*** TEXT PASSAGE ***

It is well understood that harm from radiation to tissue may not show up for months or years and the literature suggests that the nuclear medicine community does not routinely perform dosimetry or follow extravasated patients. Therefore, clinicians cannot know when their patients have been harmed.

If nuclear medicine procedures must be repeated due to extravasation, then surely the additional radiation exposure could be considered a type of harm. Additionally, payors and patients are harmed by the wasted cost of such procedures.

Q3: For medical use licensees, does your facility currently monitor for radiopharmaceutical extravasation? If so, why and how do you monitor? If not, why not?

N/A

Q4: Do you expect that monitoring for extravasation and reviewing the results would improve radiopharmaceutical administration techniques at medical use licensee facilities? If so, how? If not, why not?

Monitoring a process is the first step in understanding and improving the process.

Use of quality improvement processes has already been proven to reduce the frequency of extravasation in chemotherapy and contrast CT injections/infusions.

In 2019, the world’s largest nuclear medicine injection quality improvement project was published. It demonstrated that nuclear medicine centers who follow a quality improvement process significantly improved their extravasation rates.

The Mammography Quality Standards Act (MQSA) that Congress passed in the 1990’s ensured monitoring and improved mammography quality. The extravasation issue is no different.

Q5: Do you believe an NRC regulatory action requiring monitoring and review of extravasation would improve patient radiological health and safety? If so, how? If not, why not?

Regulatory action and public reporting will drive quality improvement efforts that will lead to reduced frequency.

50 peer-reviewed publications indicate how extravasation can negatively affect patient images and ensuing care. Reducing extravasations will reduce these negative effects.

The nuclear medicine community has stated that irradiating patient tissue with 1.0 Sv dose equivalent leads to adverse tissue reactions. Reducing extravasations will reduce the number of patients suffering from adverse tissue reactions.

NRC Topic: Medical Event Classification and Reporting Criteria

Q1: Are there any benefits, not related to medical techniques, to monitoring and reporting certain extravasations as medical events? What would be the burden associated with monitoring for and reporting certain extravasations as medical events?

Public awareness of which nuclear medicine centers are performing high quality injections will lead to more patients choosing these facilities and their higher quality care.

Preventing extravasation in the future would reduce overall health care spending. Neither payers nor members should have to pay for procedures that were not performed properly or for expensive improper treatments that are based on compromised imaging or for the incomplete delivery of radiotherapies.

Q2: If the NRC were to require that licensees report certain extravasations as medical events (recorded in NMED), what reporting criteria should be used to provide the NRC data that can be used to identify problems, monitor trends, and ensure that the licensee takes corrective action(s)?

The NRC should collect similar data to that collected for other medical events. Extravasations that exceed 0.5 Sv to tissue should be reported.

The ratio of significant extravasations to administrations would provide important information for understanding how a facility administers radioactive material. Centers that are not improving their reportable extravasation ratio should warrant closer scrutiny by the NRC.

Q3: If the NRC requires reporting of extravasations that meet medical event reporting criteria, should a distinction be made between reporting extravasations of diagnostic and therapeutic radiopharmaceuticals? If so, why? If not, why not?

It does not matter to a patient whether the high dose from an extravasation results from a diagnostic or therapeutic radiopharmaceutical.

The petition cites many cases of diagnostic extravasation which exceeded 0.5 Sv to tissue and references many therapeutic extravasations that must have exceeded the reporting limit. Both should be reported.

***

**THINGS TO DO**.
a) In the extravasation comments, list in order each labeled question, with its label as shown.
b) Reproduce everything in the extravasation comments from "Use of quality" down to "their extravasation rates.", word for word.

*** DATA EXCERPT ***

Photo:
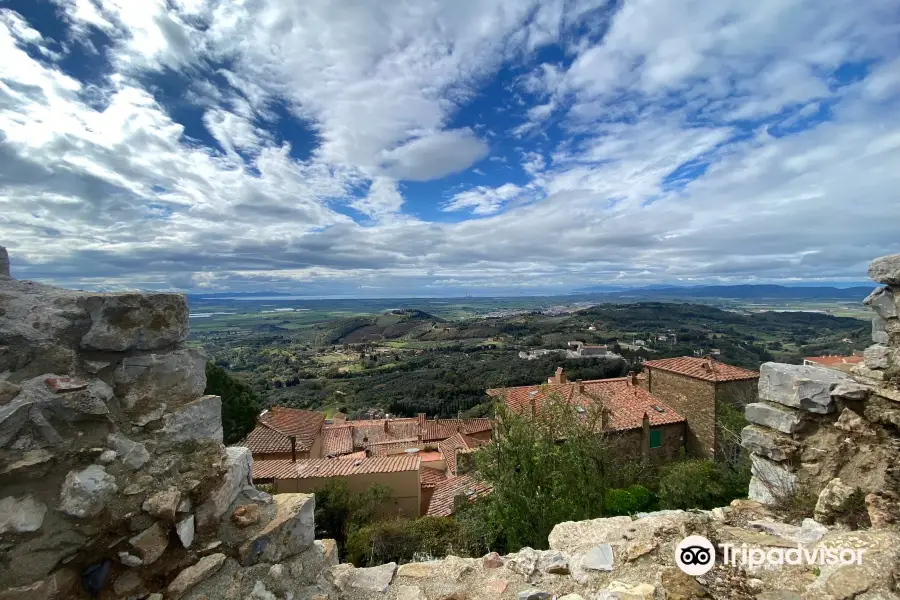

***

**TASK RESULTS**.
a)
- Q3: For medical use licensees, does your facility currently monitor for radiopharmaceutical extravasation? If so, why and how do you monitor? If not, why not?
- Q4: Do you expect that monitoring for extravasation and reviewing the results would improve radiopharmaceutical administration techniques at medical use licensee facilities? If so, how? If not, why not?
- Q5: Do you believe an NRC regulatory action requiring monitoring and review of extravasation would improve patient radiological health and safety? If so, how? If not, why not?
- Q1: Are there any benefits, not related to medical techniques, to monitoring and reporting certain extravasations as medical events? What would be the burden associated with monitoring for and reporting certain extravasations as medical events?
- Q2: If the NRC were to require that licensees report certain extravasations as medical events (recorded in NMED), what reporting criteria should be used to provide the NRC data that can be used to identify problems, monitor trends, and ensure that the licensee takes corrective action(s)?
- Q3: If the NRC requires reporting of extravasations that meet medical event reporting criteria, should a distinction be made between reporting extravasations of diagnostic and therapeutic radiopharmaceuticals? If so, why? If not, why not?

b)
Use of quality improvement processes has already been proven to reduce the frequency of extravasation in chemotherapy and contrast CT injections/infusions.

In 2019, the world’s largest nuclear medicine injection quality improvement project was published. It demonstrated that nuclear medicine centers who follow a quality improvement process significantly improved their extravasation rates.